■ WORK TO COMPLETE
1. In two sentences, what does the SYSCILIA text say about cilia diseases and the project that studies them?
2. Which body parts does the SYSCILIA text name as places cilia grow from? List every one.
3. Write out everything in the SYSCILIA text from "Cilia -Latin for" down to "chronic kidney disease.".

■ TEXT SEGMENT
========================================================================

A world without hearing, sight or smell; without music, the light of the day or the scent of a delicious meal. This is the reality for those who suffer from congenital cilia diseases, a condition stemming from genetic defects; they go through life missing one or more senses.
Cilia -Latin for eyelashes- are microscopic "hair" structures which grow from the retina, inner ear, nose, kidney and lungs. Their abnormal growth can cause disorders leading to the loss of the basis senses. Sadly, not only can ciliopathies (genetic defects linked to cilia) damage the neurosensory systems, but they can also result in severe syndromic disorders, including diabetes, brain defects and chronic kidney disease.
To research the function of cilia, and its dysfunction, is the primary aim of SYSCILIA – a biological project that is part of the Health Theme of the EU's Seventh Framework Programme (FP7). The project, jointly coordinated by Dr. Ronald Roepman from Radboud University Medical Centre in Nijmegen (The Netherlands) and Professor Marius Ueffing, from Eberhard Karls University's Medical Center in Tübingen (Germany), has been running since 2010 and is due to continue until 2015; the European Union (EU) is contributing just over €11 million in funding.
The project consists of a network of 18 different international teams at various centres. Altogether, participants are operating at 16 universities across six EU countries and the United States. "Without cross-border European co-operation and funding, we would never be able to achieve our goals", says Professor Marius Ueffing.
SYSCILIA's new approach is based on advanced mathematical modelling of biological systems, and includes: comprehensive dataset generation — and a lot of computation; medical genetics and clinical medicine; pharmacology; molecular and cell biology. Based on biochemical and biological data obtained within and outside the project, SYSCILIA research team uses computational models to predict the architecture of protein networks and model the dynamic behaviour of biological pathways within ciliated cells and tissues.
"One big problem in the field is genetic heterogeneity and clinical diversity. As such, conventional approaches, such as classical human genetic or classical pharmacological approaches, fall short when searching for improved diagnostics and novel therapy," says Professor Ueffing. "SYSCILIA, the way we see it, uses systems modelling and network analysis methods developed or applied by us to acquire knowledge on the overarching principles of systems failure in these diseases. This knowledge we want to turn into clinical applications," he adds.

========================================================================

■ DATA PROVIDED
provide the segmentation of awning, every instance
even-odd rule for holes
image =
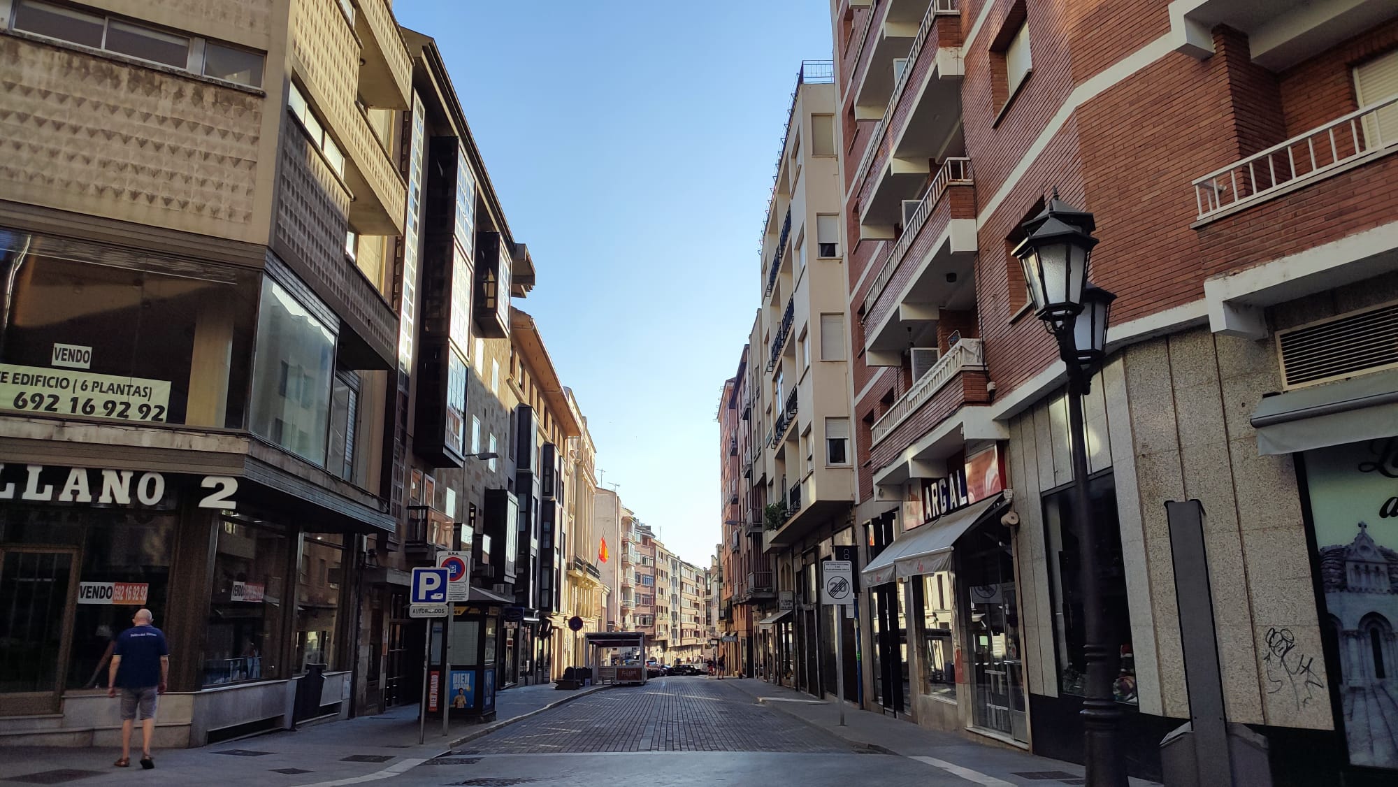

========================================================================

■ RESULTS
1. Congenital cilia diseases, caused by genetic defects in microscopic hair-like structures, can leave people missing one or more senses and can also result in severe disorders such as diabetes, brain defects and chronic kidney disease. SYSCILIA, an EU-funded project running from 2010 to 2015 through a network of 18 international teams, uses mathematical modelling of biological systems to research cilia function and dysfunction and aims to turn that knowledge into clinical applications.

2. retina, inner ear, nose, kidney, lungs

3.
Cilia -Latin for eyelashes- are microscopic "hair" structures which grow from the retina, inner ear, nose, kidney and lungs. Their abnormal growth can cause disorders leading to the loss of the basis senses. Sadly, not only can ciliopathies (genetic defects linked to cilia) damage the neurosensory systems, but they can also result in severe syndromic disorders, including diabetes, brain defects and chronic kidney disease.